Start of TEXT

You probably know where I’m going with this. To preface this month’s note, I should qualify by stating that the internet and the seemingly endless capabilities it has unlocked for humankind came at a perfect time for me. I’ve always joked that if you need someone to build you a decking, I may not be the guy. If you need someone to build you a website, I’ll have it knocked out by lunchtime. The online world has allowed me to focus my abilities into an enjoyable career.

So this month I have cause to reflect upon a time before social media and their electronic vehicles – computers and mobile devices – when people learned to think before they spoke. Often this lesson was harsh, featuring embarrassment at best, or  a clip over the ear, and a blistering dressing down in front of classmates, team-mates or family at worst. The process wasn’t ideal, but the outcome was better than the current model. If you wanted to have your say, you either put up your hand, or sent a letter to the editor of your local newspaper, but it would be printed with your name and address – there were no anonymous keyboard warriors before Facebook.

End of TEXT

TASKS TO PERFORM:
(A) Summarize the note in two sentences.
(B) Answer these questions using the note:
(i) What does the writer claim to be able to have knocked out by lunchtime?
(ii) Which two things does the note name as the electronic vehicles of social media?
(iii) What would be printed along with a letter sent to the editor of a local newspaper?
(C) Write out the part of the note that opens with the words containing "You probably know" and closes with "an enjoyable career.", swapping "website" for "mobile app".
Rely only on the note above for the work that follows.

Start of SUPPLIED DATA

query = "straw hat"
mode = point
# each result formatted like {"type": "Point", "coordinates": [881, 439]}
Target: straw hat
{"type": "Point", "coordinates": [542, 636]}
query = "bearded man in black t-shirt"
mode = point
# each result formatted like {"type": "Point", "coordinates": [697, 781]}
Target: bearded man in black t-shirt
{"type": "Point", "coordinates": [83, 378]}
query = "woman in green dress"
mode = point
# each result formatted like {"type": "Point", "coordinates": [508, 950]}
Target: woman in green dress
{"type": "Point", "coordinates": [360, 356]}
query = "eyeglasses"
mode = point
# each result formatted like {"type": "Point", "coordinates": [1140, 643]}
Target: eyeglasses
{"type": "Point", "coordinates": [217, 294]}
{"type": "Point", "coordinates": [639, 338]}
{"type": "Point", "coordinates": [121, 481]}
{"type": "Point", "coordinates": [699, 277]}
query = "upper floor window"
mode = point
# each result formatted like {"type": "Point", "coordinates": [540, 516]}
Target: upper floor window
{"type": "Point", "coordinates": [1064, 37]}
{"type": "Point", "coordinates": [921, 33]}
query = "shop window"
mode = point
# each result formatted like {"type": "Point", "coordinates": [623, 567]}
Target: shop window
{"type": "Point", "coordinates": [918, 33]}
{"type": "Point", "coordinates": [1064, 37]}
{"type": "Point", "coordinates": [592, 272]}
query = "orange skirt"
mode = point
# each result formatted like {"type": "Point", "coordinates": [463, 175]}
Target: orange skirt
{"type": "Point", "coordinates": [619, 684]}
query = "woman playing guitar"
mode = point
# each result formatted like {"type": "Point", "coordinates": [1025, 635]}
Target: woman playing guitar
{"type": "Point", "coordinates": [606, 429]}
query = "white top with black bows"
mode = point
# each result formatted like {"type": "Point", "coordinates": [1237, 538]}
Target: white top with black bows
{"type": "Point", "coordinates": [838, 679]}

End of SUPPLIED DATA

COMPLETE ANSWERS:
(A) The writer credits the internet with making possible an enjoyable career built on skills like making websites rather than practical jobs such as building a decking. Looking back to a time before social media, the writer recalls that people learned, sometimes harshly, to think before they spoke, and that having a say meant putting up a hand or sending a letter to a local newspaper's editor, printed with one's name and address.

(B)
(i) A website.
(ii) Computers and mobile devices.
(iii) The writer's name and address.

(C)
You probably know where I’m going with this. To preface this month’s note, I should qualify by stating that the internet and the seemingly endless capabilities it has unlocked for humankind came at a perfect time for me. I’ve always joked that if you need someone to build you a decking, I may not be the guy. If you need someone to build you a mobile app, I’ll have it knocked out by lunchtime. The online world has allowed me to focus my abilities into an enjoyable career.